PROBLEM SET —
[A] Copy the passage on justifying induction word for word, starting at "Premise: Past counter-inductions" and ending at "counter-induction is reliable.".
[B] In the passage on justifying induction, which two thinkers proposed that induction be justified by assuming the uniformity of nature?

DOCUMENT SEGMENT —
....
Premise: Past counter-inductions
have not been successful.
Therefore, by rule of induction:
Future inductions will be successful,
i.e., induction is reliable.
Therefore, by rule of counter-induction:
Future counter-inductions will be successful,
i.e., counter-induction is reliable.
Both “justifications” have precisely the same structure, the premises of both arguments are true, and yet they have conclusions that are in mutual contradiction, because it is impossible that both future inductions and future counter-inductions are reliable, in the “minimal” probabilistic sense of having a success-probability of more than 50%. This shows that the rule-circular arguments are pseudo-justifications that cannot have epistemic value.
Mill [14] (III.3.1) and Russell [15] proposed that induction should be justified by the metaphysical assumption of the uniformity of nature. This assumption implies the uniformity of past and future, observed and unobserved; thus, it implies the reliability of induction. The problem of this account is, again, that it leads into a justification circle, because every attempt to justify the assumption that nature is uniform must involve an inductive inference from past observations to future expectations.
A “localized” version of the uniformity account has been proposed by Norton [16]. According to Norton, inductive reasoning is not governed by formal and general rules, such as, “If all observed As are Bs, then probably all As are Bs”, but by “local” material inferences, such as, “If some samples of bismuth melt at 271 °C, then all samples of bismuth do so”. Local inductions are, in turn, justified by local uniformity assumptions, such as, “Samples of the same element agree in their physical properties”. The fundamental problem of Norton’s localized account is the same as that of the Mill–Russell account: domain-specific uniformity assumptions are generalizations and must be justified by inductive inferences; thus, Norton’s justification ends up in a circle or in an infinite regress. Norton argues that this circle or infinite regress is less harmful for local than for general inductive inferences, but this argument is not convincing [17] (p. 762), [18].

1.3. Can Induction Be Justified by Abduction or Inference to the Best Explanation?
....
STORED DATA —
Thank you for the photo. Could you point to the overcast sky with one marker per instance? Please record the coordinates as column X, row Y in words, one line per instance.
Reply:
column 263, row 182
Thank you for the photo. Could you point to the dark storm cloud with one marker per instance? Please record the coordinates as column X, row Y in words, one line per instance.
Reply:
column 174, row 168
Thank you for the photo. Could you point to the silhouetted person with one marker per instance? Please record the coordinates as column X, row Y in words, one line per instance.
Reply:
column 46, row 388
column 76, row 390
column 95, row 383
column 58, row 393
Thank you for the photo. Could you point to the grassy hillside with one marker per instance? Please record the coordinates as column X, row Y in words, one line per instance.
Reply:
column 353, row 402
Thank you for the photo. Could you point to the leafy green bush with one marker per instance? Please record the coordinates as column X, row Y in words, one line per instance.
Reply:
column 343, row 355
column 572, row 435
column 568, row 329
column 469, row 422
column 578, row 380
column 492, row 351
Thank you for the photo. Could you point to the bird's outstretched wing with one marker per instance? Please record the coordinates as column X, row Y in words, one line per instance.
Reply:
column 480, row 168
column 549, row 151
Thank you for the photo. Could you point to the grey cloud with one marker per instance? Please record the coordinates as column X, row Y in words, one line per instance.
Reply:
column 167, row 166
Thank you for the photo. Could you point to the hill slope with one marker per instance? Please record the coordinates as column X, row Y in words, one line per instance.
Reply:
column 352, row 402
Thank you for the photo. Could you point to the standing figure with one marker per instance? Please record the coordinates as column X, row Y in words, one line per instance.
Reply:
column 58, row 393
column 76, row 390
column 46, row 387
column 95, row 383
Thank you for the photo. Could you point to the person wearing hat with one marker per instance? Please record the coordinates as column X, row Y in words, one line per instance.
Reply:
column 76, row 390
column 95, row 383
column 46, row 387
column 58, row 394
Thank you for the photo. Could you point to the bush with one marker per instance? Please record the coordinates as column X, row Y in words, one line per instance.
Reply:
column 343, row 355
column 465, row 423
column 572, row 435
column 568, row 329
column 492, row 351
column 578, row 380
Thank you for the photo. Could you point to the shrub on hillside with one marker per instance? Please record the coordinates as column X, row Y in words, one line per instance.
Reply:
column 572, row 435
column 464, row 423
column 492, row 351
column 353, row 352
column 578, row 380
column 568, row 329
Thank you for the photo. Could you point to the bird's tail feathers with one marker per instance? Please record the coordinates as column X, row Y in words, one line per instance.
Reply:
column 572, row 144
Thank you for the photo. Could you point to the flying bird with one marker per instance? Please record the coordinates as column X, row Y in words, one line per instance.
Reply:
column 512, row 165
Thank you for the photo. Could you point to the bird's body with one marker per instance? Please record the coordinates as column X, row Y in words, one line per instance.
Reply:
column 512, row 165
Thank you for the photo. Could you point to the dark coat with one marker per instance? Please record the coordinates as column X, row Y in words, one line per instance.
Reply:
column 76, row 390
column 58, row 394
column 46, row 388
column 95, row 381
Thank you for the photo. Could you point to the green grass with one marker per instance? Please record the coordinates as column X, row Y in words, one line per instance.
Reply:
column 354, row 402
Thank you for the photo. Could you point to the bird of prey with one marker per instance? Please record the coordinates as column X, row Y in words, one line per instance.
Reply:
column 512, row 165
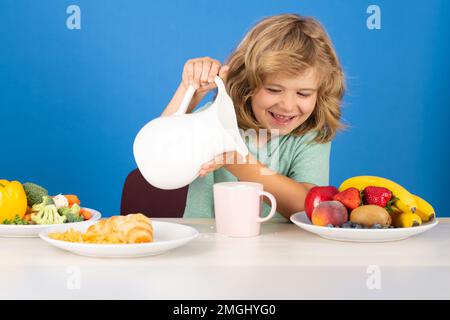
....
SOLUTIONS —
[A]
Premise: Past counter-inductions
have not been successful.
Therefore, by rule of induction:
Future inductions will be successful,
i.e., induction is reliable.
Therefore, by rule of counter-induction:
Future counter-inductions will be successful,
i.e., counter-induction is reliable.

[B] Mill and Russell